INSTRUCTION:
Take the line that contains "gradient sky in the photo above." as the first line and the last line of the material below as the final one; reproduce exactly the lines between, inclusive.
-- Begin EXERCISE INPUT --
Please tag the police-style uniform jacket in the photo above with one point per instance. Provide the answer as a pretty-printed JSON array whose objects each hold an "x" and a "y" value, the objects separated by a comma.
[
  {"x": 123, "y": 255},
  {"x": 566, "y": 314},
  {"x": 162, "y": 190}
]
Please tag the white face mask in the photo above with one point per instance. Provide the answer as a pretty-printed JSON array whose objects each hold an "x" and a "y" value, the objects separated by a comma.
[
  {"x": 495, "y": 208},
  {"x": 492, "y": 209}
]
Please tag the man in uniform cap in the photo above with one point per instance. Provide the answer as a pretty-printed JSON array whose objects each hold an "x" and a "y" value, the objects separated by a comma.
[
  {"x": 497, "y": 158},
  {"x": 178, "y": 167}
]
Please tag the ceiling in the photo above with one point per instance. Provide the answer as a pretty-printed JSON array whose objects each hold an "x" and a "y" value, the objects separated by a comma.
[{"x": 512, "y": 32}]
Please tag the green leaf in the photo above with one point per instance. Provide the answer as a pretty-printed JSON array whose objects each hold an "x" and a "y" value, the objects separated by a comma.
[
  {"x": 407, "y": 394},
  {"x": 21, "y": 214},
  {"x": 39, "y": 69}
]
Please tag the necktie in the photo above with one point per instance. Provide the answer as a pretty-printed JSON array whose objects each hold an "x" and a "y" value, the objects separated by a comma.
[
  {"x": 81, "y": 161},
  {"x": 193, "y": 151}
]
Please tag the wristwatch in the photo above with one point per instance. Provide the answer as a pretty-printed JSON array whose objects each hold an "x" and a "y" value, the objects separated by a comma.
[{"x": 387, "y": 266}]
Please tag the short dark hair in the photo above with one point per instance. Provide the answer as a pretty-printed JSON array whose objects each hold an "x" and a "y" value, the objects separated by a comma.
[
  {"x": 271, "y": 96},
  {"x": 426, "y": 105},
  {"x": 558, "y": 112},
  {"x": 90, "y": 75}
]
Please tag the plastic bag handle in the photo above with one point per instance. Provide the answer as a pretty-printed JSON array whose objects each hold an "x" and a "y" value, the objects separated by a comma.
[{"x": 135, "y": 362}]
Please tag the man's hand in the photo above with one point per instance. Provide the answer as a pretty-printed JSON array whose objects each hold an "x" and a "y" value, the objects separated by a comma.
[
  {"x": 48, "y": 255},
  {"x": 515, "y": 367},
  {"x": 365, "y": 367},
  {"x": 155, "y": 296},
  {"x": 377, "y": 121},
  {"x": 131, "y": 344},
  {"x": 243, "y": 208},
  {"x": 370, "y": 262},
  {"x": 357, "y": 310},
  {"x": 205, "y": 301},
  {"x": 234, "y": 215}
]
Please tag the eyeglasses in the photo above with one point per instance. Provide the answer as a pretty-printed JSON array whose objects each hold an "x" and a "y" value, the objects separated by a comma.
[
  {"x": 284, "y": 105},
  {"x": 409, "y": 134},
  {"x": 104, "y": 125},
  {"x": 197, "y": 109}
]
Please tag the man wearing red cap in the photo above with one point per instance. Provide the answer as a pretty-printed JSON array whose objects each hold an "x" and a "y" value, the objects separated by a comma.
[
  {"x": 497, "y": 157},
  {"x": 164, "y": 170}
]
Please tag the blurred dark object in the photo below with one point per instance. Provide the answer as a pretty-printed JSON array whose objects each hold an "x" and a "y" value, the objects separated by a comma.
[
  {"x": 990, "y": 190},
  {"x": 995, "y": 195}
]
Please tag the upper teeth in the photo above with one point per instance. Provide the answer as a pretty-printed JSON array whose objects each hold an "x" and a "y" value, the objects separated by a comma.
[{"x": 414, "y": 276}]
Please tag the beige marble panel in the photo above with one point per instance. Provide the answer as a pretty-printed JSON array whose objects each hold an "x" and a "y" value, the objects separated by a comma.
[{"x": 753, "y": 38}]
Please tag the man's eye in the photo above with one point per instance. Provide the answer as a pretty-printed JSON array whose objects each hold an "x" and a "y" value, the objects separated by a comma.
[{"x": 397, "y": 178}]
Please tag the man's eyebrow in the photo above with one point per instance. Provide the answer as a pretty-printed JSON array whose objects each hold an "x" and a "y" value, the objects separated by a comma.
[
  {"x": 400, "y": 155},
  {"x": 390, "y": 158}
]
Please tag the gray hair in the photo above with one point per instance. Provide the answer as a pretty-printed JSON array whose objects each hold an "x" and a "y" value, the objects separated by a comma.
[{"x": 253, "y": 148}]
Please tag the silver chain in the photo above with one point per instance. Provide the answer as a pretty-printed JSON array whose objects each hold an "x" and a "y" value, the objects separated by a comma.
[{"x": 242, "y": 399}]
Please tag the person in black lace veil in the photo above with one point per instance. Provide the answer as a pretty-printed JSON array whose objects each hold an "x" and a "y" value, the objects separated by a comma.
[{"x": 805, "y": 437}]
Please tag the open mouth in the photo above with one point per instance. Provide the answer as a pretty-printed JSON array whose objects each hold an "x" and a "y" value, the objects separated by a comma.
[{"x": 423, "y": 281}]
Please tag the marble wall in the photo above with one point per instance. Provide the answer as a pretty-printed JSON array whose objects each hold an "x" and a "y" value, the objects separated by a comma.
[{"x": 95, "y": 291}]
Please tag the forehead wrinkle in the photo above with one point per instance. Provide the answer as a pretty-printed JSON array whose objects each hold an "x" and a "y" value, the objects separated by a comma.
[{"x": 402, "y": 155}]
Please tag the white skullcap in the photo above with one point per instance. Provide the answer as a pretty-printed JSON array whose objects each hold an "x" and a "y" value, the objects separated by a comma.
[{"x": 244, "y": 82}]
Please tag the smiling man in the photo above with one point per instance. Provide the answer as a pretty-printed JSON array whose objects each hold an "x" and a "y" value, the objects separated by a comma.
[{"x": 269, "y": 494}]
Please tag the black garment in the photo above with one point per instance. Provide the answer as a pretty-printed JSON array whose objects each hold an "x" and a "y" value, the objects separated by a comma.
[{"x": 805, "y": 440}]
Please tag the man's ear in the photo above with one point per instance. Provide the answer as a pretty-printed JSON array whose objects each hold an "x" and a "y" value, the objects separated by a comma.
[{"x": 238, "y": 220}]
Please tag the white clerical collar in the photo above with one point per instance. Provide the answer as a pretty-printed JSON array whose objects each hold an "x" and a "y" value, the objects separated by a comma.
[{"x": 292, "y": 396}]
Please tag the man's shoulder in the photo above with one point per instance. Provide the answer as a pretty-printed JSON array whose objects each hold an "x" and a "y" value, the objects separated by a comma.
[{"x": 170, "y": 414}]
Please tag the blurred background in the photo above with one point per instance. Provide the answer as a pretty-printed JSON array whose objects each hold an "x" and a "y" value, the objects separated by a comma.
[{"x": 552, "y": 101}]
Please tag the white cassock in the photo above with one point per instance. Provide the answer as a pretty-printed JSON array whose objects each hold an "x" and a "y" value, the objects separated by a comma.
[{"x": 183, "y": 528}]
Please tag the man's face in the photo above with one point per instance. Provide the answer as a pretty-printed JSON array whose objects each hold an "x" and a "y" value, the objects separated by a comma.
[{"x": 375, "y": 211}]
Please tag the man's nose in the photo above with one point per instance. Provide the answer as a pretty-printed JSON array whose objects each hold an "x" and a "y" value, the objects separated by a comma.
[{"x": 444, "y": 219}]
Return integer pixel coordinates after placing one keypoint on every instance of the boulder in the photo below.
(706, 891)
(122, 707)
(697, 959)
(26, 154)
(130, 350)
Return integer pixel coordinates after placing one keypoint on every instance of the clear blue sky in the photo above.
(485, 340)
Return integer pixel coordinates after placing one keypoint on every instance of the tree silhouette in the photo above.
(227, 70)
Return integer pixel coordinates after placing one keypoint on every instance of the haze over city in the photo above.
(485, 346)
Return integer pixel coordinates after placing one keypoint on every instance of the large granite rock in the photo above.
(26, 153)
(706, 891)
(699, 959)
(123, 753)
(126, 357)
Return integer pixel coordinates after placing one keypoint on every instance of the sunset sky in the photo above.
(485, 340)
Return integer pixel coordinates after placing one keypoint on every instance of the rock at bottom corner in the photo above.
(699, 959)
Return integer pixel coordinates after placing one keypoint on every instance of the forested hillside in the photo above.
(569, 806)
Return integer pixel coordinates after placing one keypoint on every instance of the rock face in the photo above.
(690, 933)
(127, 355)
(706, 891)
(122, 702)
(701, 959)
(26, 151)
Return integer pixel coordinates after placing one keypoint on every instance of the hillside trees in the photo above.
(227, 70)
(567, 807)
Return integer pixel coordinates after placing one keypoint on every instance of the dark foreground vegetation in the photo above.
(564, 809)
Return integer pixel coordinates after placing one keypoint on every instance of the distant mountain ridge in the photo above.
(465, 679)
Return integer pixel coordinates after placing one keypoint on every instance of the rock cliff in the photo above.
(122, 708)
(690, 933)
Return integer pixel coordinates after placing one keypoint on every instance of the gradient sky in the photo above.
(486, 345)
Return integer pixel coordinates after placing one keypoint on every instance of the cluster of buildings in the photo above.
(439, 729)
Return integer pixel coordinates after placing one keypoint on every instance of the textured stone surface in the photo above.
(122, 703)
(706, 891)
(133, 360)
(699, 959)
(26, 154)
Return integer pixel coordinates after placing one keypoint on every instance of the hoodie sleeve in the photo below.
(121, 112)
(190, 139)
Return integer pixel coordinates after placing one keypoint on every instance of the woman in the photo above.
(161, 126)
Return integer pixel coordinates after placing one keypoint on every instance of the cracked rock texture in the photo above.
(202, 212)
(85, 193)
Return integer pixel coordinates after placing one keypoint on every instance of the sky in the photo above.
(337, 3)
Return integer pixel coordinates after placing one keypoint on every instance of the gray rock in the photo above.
-- End EXERCISE INPUT --
WORKED SOLUTION:
Return integer pixel coordinates after placing one keypoint on every instance of the gradient sky in the photo above.
(486, 345)
Return integer pixel coordinates after placing one keypoint on every instance of the cluster of buildings in the photo above.
(439, 729)
Return integer pixel coordinates after placing one keypoint on every instance of the textured stone surface in the photo above.
(122, 703)
(706, 891)
(133, 360)
(699, 959)
(26, 154)
Return integer pixel coordinates after placing one keypoint on every instance of the hoodie sleeve in the photo below.
(121, 112)
(190, 139)
Return integer pixel coordinates after placing one keypoint on every instance of the woman in the photo above.
(161, 126)
Return integer pixel coordinates after placing one keypoint on every instance of the cracked rock texture in the photo above.
(202, 212)
(85, 193)
Return integer pixel coordinates after placing one keypoint on every instance of the sky in the photo above.
(337, 3)
Return integer pixel coordinates after placing one keypoint on every instance of the gray rock in the photo above.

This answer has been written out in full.